**Apply what you read**
1/ Using the article on the mental health work of Doctors Without Borders, explain why MSF recruits and trains local survivors of the traumatic event as counselors.
2/ Answer these questions from the article on the mental health work of Doctors Without Borders.
(a) What is the name of MSF's quarterly magazine?
(b) During which war did MSF realize it needed to address psychological concerns?
(c) What does MSF try to do for children who have lost their parents?

**Given text**
Doctors Without Borders, also known as “Medecins Sans Frontieres,” or MSF, has been responding to people in crisis for over 30 years. It’s provided emergency medical care in natural disasters, epidemics, famines, and war. But the organization says during the war in Bosnia in the 1990s, MSF realized it needed to address psychological concerns as well, noting emotional scars from trauma can continue long after physical damage has healed. Clinical psychologist Kaz de Jong is MSF’s mental health adviser.
“What do you do if there’s enough food, but no one wants to eat?” That’s the question Mr. de Jong poses in the most recent issue of MSF’s quarterly magazine, ”Alert.” Mr. de Jong says there are a number of reasons for this reaction.
"People who return from their villages because their villages have been burned, they’ve seen their children being killed, and we try to address some of the problems these people have. We try to help them deal with the loss of their material roots, but it can also be of persons in their lives. It can also be that we help them to adapt to the new environment, because living in a refugee camp is very hard, most people are not used to it," he says.
As another example, Mr. de Jong mentions children who’ve lost their parents. The clinical psychologist says MSF tries to find those children, bring them to safe places for protection, then watch over them.
Mr. de Jong says MSF recruits and trains local volunteers as counselers who, themselves, have experienced the given traumatic event.
"Of course they work under clinical, technical supervision of us, but we provide them with training, with tools to help their own people, and basically that’s the process that we try to facilitate as much as possible," he says.
Mr. de Jong says this approach taps the interests and talents of local people who’ve survived the trauma and are interested in helping others, which makes the program more effective.
"Survivors are very good, able to help their own people, and we find very often that the survivors of traumatic experiences are even better supporters than … those people who have not lived through those circumstances," he says.
Mr. de Jong says locally trained counselers helping other victims overcome loss is also part of the adaptive process for both of them. For example, if people don’t eat because they’ve lost the will to live, it helps both to address that problem directly.

**Extracted entries**
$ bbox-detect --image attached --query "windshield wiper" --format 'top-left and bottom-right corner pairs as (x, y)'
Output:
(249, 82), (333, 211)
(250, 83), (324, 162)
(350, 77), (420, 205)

**Outputs by task**
1/ This approach draws on the interests and talents of local people who survived the trauma and want to help others, which makes the program more effective. Mr. de Jong says survivors are often even better supporters than people who have not lived through those circumstances.

2/
(a) "Alert."
(b) The war in Bosnia in the 1990s.
(c) It tries to find them, bring them to safe places for protection, and then watch over them.